** Supplied text **

====

You're inventing your unsupported "facts", just like Raich did. Let's look some of the actual Congressional findings underlying the act.
The Congress makes the following findings and declarations:(1) Many of the drugs included within this subchapter have a useful and legitimate medical purpose and are necessary to maintain the health and general welfare of the American people.
(2) The illegal importation, manufacture, distribution, and possession and improper use of controlled substances have asubstantial and detrimental effect on the health and general welfare of the American people.
(3) A major portion of the traffic in controlled substances flows through interstate and foreign commerce. Incidents of the traffic which are not an integral part of the interstate or foreign flow, such as manufacture, local distribution, and possession, nonetheless have a substantial and direct effect upon interstate commerce because -
(A) after manufacture, many controlled substances are transported in interstate commerce,
(B) controlled substances distributed locally usually have been transported in interstate commerce immediately before their distribution, and
(C) controlled substances possessed commonly flow through interstate commerce immediately prior to such possession.
(4) Local distribution and possession of controlled substances contribute to swelling the interstate traffic in such substances.
(5) Controlled substances manufactured and distributed intrastate cannot be differentiated from controlled substances manufactured and distributed interstate. Thus, it is not feasible to distinguish, in terms of controls, between controlled substances manufactured and distributed interstate and controlled substances manufactured and distributed intrastate.
The question is not whether the controlled substances are involved in interstate commerce. The question is where the Congress derives its power to control substances.
That's not what the commerce clause meant when it was drafted. The Congress based its assumption of authority over any and all things directly or indirectly involved in interstate commerce on liberal readings of the commerce clause in the Federal courts. It's much easier than amending the Constitution.
So with the help of the courts, the Congress establishes that there is nothing under the sun it can't regulate, as long as it is interstate commerce, or related to intersate commerce, or as long as their is a rational basis for thinking it might have a substantial effect on interstate commerce, and Scalia goes along with it. It's ludicrous.
Refer to the actual meaning of the commerce clause at the time it was drafted.

====

[Rows from a data source]
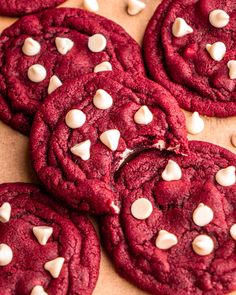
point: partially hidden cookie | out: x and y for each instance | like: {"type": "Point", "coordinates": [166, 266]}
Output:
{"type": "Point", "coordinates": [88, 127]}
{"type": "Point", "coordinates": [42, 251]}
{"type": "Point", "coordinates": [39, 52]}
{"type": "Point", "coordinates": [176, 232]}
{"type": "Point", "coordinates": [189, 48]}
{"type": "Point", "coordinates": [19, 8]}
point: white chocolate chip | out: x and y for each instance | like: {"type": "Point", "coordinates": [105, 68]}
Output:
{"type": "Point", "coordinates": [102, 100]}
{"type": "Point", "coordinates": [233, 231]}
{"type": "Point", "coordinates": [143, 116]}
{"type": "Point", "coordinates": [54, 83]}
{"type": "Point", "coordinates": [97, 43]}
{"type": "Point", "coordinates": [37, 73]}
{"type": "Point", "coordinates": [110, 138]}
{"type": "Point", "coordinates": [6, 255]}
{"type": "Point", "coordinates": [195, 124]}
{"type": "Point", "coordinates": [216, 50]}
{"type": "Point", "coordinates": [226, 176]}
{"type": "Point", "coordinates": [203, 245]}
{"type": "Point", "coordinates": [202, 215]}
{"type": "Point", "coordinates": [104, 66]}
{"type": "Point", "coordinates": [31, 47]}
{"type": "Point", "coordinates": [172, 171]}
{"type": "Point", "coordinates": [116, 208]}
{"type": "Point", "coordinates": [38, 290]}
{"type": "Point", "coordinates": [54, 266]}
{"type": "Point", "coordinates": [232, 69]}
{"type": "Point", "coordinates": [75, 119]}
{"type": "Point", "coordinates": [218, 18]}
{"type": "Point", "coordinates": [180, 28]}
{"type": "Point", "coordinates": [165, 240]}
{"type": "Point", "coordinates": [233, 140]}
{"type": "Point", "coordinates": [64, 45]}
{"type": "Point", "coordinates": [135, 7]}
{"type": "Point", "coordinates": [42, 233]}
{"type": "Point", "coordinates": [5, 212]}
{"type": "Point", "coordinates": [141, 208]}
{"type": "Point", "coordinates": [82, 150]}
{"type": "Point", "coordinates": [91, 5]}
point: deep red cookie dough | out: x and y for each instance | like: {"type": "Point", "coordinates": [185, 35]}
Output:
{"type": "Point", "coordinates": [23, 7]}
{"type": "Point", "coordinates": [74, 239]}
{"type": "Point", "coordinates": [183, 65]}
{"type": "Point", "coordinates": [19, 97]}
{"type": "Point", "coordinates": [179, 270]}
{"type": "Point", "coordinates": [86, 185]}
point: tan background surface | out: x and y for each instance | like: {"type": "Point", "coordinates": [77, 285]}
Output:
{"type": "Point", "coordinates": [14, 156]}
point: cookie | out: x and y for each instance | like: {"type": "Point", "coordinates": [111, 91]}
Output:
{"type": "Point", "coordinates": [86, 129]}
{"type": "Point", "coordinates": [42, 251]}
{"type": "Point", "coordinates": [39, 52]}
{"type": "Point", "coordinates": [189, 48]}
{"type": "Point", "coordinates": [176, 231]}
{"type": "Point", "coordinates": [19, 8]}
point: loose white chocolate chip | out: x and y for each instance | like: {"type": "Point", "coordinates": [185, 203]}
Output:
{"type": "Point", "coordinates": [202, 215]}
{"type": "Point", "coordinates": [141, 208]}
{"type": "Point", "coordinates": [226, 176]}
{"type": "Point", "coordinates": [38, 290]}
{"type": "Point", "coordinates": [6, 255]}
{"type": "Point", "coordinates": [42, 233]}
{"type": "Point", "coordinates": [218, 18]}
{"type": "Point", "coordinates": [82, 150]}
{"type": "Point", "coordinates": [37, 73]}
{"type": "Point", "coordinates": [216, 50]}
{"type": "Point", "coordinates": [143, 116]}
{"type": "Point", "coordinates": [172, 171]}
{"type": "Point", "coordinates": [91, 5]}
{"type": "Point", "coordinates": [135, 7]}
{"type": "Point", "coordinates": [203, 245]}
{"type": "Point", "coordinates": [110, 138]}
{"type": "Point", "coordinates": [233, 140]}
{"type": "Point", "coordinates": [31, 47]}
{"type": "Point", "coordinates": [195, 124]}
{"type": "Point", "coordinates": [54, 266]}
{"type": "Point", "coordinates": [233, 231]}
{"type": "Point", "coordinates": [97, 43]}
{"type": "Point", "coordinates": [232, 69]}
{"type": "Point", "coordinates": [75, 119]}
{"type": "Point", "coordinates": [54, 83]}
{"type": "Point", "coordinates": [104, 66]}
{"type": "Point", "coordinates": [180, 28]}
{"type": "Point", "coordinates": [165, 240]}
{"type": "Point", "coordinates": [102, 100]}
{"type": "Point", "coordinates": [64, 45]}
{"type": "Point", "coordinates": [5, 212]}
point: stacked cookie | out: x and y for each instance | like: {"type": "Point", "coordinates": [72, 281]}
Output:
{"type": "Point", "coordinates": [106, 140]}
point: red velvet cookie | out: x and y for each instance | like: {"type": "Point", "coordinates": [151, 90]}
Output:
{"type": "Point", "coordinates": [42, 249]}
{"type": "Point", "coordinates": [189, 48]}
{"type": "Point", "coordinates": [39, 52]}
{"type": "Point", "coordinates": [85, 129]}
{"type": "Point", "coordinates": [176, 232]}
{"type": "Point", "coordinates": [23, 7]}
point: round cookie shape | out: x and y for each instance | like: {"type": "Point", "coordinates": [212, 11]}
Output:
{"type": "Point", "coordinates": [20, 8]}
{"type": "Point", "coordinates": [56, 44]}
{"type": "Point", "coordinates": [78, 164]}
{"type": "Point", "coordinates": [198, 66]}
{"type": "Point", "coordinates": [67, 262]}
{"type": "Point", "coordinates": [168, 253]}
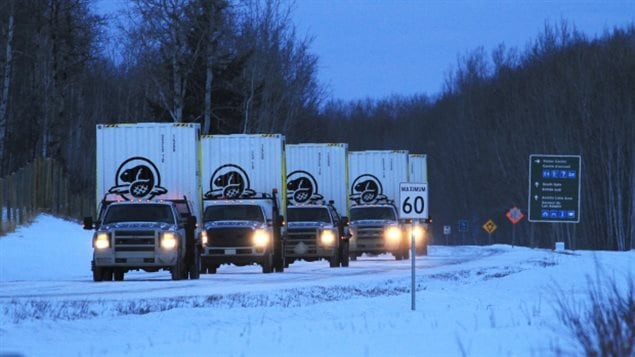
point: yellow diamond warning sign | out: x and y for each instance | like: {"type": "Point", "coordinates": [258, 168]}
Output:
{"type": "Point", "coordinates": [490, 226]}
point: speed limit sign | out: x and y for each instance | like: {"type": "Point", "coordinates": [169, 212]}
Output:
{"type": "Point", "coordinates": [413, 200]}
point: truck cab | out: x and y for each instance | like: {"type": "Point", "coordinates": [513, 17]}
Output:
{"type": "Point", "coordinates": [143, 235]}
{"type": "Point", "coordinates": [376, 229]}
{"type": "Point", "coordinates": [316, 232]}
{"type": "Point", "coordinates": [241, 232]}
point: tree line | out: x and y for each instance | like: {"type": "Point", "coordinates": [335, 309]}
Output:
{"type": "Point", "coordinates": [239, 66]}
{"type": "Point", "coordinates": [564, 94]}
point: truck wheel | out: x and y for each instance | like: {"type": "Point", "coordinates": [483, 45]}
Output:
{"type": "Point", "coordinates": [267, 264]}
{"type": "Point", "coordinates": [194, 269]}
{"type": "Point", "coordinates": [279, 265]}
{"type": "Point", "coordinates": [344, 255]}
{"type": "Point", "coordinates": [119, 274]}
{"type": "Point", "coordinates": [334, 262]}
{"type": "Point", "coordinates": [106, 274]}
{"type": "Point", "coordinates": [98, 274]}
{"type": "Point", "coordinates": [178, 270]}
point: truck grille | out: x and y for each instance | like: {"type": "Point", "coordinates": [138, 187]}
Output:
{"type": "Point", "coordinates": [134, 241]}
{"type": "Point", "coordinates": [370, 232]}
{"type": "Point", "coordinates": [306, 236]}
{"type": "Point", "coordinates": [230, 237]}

====

** Problems to solve **
1. In the post on the commerce clause, what does the Congress find about controlled substances manufactured and distributed intrastate?
2. Translate this sentence from the post on the commerce clause into Spanish: "Local distribution and possession of controlled substances contribute to swelling the interstate traffic in such substances."
3. Continue the post on the commerce clause from its last sentence.

** Response list **
1. They cannot be differentiated from controlled substances manufactured and distributed interstate.

2. La distribución local y la posesión de sustancias controladas contribuyen a aumentar el tráfico interestatal de dichas sustancias.

3.
>(5) Controlled substances manufactured and distributed intrastate cannot be differentiated from controlled substances manufactured and distributed interstate.
Oh dear. We had better just give up on trying to distinguish between intra- and inter- state commerce because it's all just so fungible and confusing.
Or, we could uphold the Constitution's original meaning, as suggested by Justice Thomas in Raich:
Respondent's local cultivation and consumption of marijuana is not "Commerce ... among the several States."
"Certainly no evidence from the founding suggests that "commerce" included the mere possession of a good or some personal activity that did not involve trade or exchange for value. In the early days of the Republic, it would have been unthinkable that Congress could prohibit the local cultivation, possession, and consumption of marijuana."
If the Federal Government can regulate growing a half-dozen cannabis plants for personal consumption (not because it is interstate commerce, but because it is inextricably bound up with interstate commerce), then Congress' Article I powers -- as expanded by the Necessary and Proper Clause -- have no meaningful limits. Whether Congress aims at the possession of drugs, guns, or any number of other items, it may continue to "appropria[te] state police powers under the guise of regulating commerce."
If the majority is to be taken seriously, the Federal Government may now regulate quilting bees, clothes drives, and potluck suppers throughout the 50 States. This makes a mockery of Madison's assurance to the people of New York that the "powers delegated" to the Federal Government are "few and defined", while those of the States are "numerous and indefinite."